>> start

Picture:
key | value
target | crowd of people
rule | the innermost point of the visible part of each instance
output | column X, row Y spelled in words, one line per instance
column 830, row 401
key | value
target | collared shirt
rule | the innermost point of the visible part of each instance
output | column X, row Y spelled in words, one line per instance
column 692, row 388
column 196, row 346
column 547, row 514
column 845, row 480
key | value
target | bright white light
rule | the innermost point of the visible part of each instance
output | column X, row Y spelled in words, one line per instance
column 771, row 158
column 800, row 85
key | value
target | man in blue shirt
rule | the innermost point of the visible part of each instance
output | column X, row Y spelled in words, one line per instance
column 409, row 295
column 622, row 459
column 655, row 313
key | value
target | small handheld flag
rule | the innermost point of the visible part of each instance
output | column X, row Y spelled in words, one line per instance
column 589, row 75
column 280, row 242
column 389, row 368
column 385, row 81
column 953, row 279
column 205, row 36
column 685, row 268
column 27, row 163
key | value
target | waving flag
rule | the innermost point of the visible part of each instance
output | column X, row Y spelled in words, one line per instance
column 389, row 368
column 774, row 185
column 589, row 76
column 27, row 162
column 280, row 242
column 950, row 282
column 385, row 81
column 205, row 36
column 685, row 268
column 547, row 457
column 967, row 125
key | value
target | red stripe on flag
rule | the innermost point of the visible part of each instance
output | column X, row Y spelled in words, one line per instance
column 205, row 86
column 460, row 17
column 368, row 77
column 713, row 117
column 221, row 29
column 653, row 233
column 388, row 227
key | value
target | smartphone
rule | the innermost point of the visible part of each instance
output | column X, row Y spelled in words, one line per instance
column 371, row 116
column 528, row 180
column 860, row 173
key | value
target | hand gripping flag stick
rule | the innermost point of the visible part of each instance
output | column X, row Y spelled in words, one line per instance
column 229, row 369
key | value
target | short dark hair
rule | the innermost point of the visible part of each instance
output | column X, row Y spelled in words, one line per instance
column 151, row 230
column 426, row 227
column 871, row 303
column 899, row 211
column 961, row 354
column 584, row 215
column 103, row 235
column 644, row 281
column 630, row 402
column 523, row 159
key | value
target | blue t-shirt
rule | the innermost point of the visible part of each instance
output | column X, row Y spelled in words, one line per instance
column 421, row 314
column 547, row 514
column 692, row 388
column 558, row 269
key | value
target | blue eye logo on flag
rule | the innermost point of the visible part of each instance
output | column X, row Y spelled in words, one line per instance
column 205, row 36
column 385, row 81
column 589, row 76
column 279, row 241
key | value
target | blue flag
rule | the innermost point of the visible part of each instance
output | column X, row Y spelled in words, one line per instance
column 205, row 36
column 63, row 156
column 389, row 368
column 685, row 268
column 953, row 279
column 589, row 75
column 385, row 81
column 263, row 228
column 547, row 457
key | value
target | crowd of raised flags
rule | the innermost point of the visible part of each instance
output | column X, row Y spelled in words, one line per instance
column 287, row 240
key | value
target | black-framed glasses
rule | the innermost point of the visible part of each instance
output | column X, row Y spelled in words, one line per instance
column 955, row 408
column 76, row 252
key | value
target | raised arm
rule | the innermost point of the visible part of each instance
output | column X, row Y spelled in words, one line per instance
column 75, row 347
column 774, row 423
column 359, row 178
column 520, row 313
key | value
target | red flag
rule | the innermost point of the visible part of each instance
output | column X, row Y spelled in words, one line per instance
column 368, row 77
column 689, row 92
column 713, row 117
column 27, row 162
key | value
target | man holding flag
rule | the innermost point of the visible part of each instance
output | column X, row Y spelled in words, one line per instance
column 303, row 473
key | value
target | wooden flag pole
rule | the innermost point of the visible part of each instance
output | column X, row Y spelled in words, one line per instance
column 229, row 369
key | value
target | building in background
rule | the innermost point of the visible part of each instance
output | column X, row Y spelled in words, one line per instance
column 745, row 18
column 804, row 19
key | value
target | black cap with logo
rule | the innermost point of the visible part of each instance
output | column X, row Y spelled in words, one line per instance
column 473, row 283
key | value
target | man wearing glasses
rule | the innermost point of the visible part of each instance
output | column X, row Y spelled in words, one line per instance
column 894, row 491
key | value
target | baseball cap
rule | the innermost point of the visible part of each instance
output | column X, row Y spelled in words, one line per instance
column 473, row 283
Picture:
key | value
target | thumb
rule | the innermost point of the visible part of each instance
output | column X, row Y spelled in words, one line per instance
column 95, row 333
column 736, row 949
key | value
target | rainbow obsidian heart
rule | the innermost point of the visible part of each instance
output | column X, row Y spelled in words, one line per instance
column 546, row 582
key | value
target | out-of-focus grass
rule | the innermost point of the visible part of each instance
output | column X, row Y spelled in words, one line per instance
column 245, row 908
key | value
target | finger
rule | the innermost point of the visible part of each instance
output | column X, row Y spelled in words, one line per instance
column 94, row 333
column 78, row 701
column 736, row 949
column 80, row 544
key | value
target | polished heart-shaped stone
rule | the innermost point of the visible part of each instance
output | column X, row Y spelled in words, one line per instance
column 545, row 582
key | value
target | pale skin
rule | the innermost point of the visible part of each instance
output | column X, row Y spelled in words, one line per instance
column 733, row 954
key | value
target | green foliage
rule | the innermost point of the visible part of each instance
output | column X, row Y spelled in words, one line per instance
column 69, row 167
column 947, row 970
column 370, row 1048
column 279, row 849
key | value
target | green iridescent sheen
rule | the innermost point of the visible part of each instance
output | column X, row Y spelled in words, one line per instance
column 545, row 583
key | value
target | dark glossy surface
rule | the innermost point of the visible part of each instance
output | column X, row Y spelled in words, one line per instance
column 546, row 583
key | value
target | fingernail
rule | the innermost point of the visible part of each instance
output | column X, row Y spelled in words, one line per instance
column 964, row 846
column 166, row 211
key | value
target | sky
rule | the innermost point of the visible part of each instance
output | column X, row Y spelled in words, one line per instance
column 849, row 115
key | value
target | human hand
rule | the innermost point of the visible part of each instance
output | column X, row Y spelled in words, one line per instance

>> end

## Your goal
Copy out the whole listing exactly.

## Output for this task
Picture:
key | value
target | crowd of people
rule | the innermost point of the visible part of each instance
output | column X, row Y spelled in words, one line per instance
column 830, row 401
key | value
target | collared shirt
rule | the innermost point of the visible part of each instance
output | column X, row Y spelled in words, one line per instance
column 692, row 388
column 196, row 346
column 547, row 514
column 845, row 480
key | value
target | bright white light
rule | the innermost point of the visible part of each instance
output | column X, row Y spelled in words, one line per instance
column 771, row 158
column 800, row 85
key | value
target | man in blue shirt
rule | the innermost point of the visible part of each instance
output | column X, row Y spelled in words, one line per instance
column 409, row 295
column 622, row 459
column 655, row 313
key | value
target | small handheld flag
rule | the innermost point of the visible part of each instance
output | column X, row Y spelled in words, one line per instance
column 589, row 75
column 280, row 242
column 389, row 368
column 385, row 81
column 953, row 279
column 205, row 36
column 685, row 268
column 27, row 163
key | value
target | waving flag
rule | the innermost point of the visible part of each instance
output | column X, row Y spelled in words, one line per instance
column 389, row 368
column 774, row 185
column 589, row 76
column 27, row 162
column 280, row 242
column 950, row 282
column 385, row 81
column 205, row 36
column 685, row 268
column 547, row 457
column 967, row 125
key | value
target | red stripe on flag
rule | the innermost point of the visible part of each instance
output | column X, row Y spelled in words, one line per instance
column 205, row 86
column 460, row 17
column 368, row 77
column 713, row 117
column 221, row 29
column 653, row 233
column 388, row 227
key | value
target | smartphone
rule | the innermost point of the visible part of each instance
output | column X, row Y spelled in words, one line per instance
column 371, row 116
column 528, row 180
column 860, row 173
key | value
target | hand gripping flag stick
rule | the innermost point of the visible part of each instance
output | column X, row Y spelled in words, one line per instance
column 229, row 369
key | value
target | short dark hair
rule | the innermost point of the visible part of each instance
output | column X, row Y spelled in words, one line per instance
column 151, row 230
column 426, row 227
column 871, row 303
column 899, row 211
column 961, row 354
column 584, row 215
column 103, row 235
column 644, row 281
column 630, row 402
column 523, row 159
key | value
target | blue t-shirt
rule | the innermost point of the visible part of each instance
output | column X, row Y spelled in words, one line per instance
column 421, row 314
column 547, row 514
column 692, row 388
column 558, row 269
key | value
target | blue eye logo on flag
rule | the innermost point of the visible part of each instance
output | column X, row Y spelled in words, one line per instance
column 205, row 36
column 385, row 81
column 589, row 76
column 279, row 241
key | value
target | blue flag
rule | the innermost point of the visible part of each instance
output | column X, row Y spelled in words, one line per instance
column 205, row 36
column 63, row 156
column 389, row 368
column 685, row 268
column 953, row 279
column 589, row 75
column 385, row 81
column 263, row 228
column 547, row 457
key | value
target | crowd of raised flags
rule | the innermost point of the visible part of each instance
output | column X, row Y spelled in words, one line per instance
column 287, row 240
key | value
target | black-framed glasses
rule | the innermost point of the visible part of each instance
output | column X, row Y spelled in words, one line per instance
column 955, row 408
column 76, row 252
key | value
target | raised arm
rule | the innermost point of the visible part of each instance
output | column X, row Y spelled in words, one line per instance
column 75, row 347
column 774, row 423
column 359, row 178
column 520, row 313
key | value
target | red flag
rule | the innermost point of the visible part of each instance
output | column X, row Y spelled in words, one line per instance
column 368, row 77
column 689, row 92
column 713, row 117
column 27, row 162
key | value
target | man holding flag
rule | the innermost point of the visible part of each instance
output | column X, row Y spelled in words, one line per instance
column 303, row 473
key | value
target | wooden flag pole
rule | the innermost point of the visible part of each instance
output | column X, row Y spelled in words, one line per instance
column 229, row 369
key | value
target | building in background
rule | the innermost point of the visible part of each instance
output | column X, row Y spelled in words, one line per instance
column 745, row 18
column 804, row 19
key | value
target | black cap with logo
rule | the innermost point of the visible part of each instance
output | column X, row Y spelled in words, one line per instance
column 473, row 283
key | value
target | man wearing glasses
rule | the innermost point of the visible part of each instance
output | column X, row Y spelled in words, one line per instance
column 894, row 491
key | value
target | baseball cap
rule | the innermost point of the visible part of each instance
output | column X, row Y spelled in words, one line per instance
column 473, row 283
Picture:
key | value
target | thumb
rule | the innermost point of the visible part of each instance
output | column X, row Y spelled in words, one line per instance
column 95, row 333
column 736, row 949
key | value
target | rainbow obsidian heart
rule | the innermost point of the visible part of each instance
output | column X, row Y spelled in words, one line per instance
column 546, row 582
key | value
target | out-of-focus grass
rule | the innermost point of the visible part of each instance
output | column X, row Y spelled in words, one line per instance
column 245, row 908
key | value
target | finger
rule | the innermost point of the visible part of each instance
output | column X, row Y spelled in words, one line per instance
column 94, row 333
column 78, row 701
column 736, row 949
column 80, row 544
key | value
target | polished heart-shaped stone
rule | the innermost point of the visible part of each instance
output | column X, row Y spelled in words, one line per instance
column 545, row 582
key | value
target | pale skin
rule | the innermost point of the visible part of each instance
output | column X, row Y spelled in words, one line per instance
column 733, row 954
key | value
target | green foliage
rule | the innermost point of the visible part of each instance
output | column X, row Y spelled in words, one line per instance
column 69, row 167
column 947, row 970
column 370, row 1048
column 279, row 849
key | value
target | green iridescent sheen
rule | the innermost point of the visible part of each instance
output | column X, row Y spelled in words, one line per instance
column 545, row 583
key | value
target | dark glossy surface
rule | the innermost point of the visible part of each instance
output | column X, row Y spelled in words, one line per instance
column 546, row 583
key | value
target | fingernail
rule | the innermost point of the visible part of each instance
output | column X, row Y spelled in words, one line per instance
column 964, row 846
column 166, row 211
key | value
target | sky
rule | the innermost point of the visible part of each instance
output | column X, row Y spelled in words, one line per instance
column 849, row 115
key | value
target | human hand
rule | the innermost point of the visible part of each instance
output | column X, row Y spelled in words, one line per instance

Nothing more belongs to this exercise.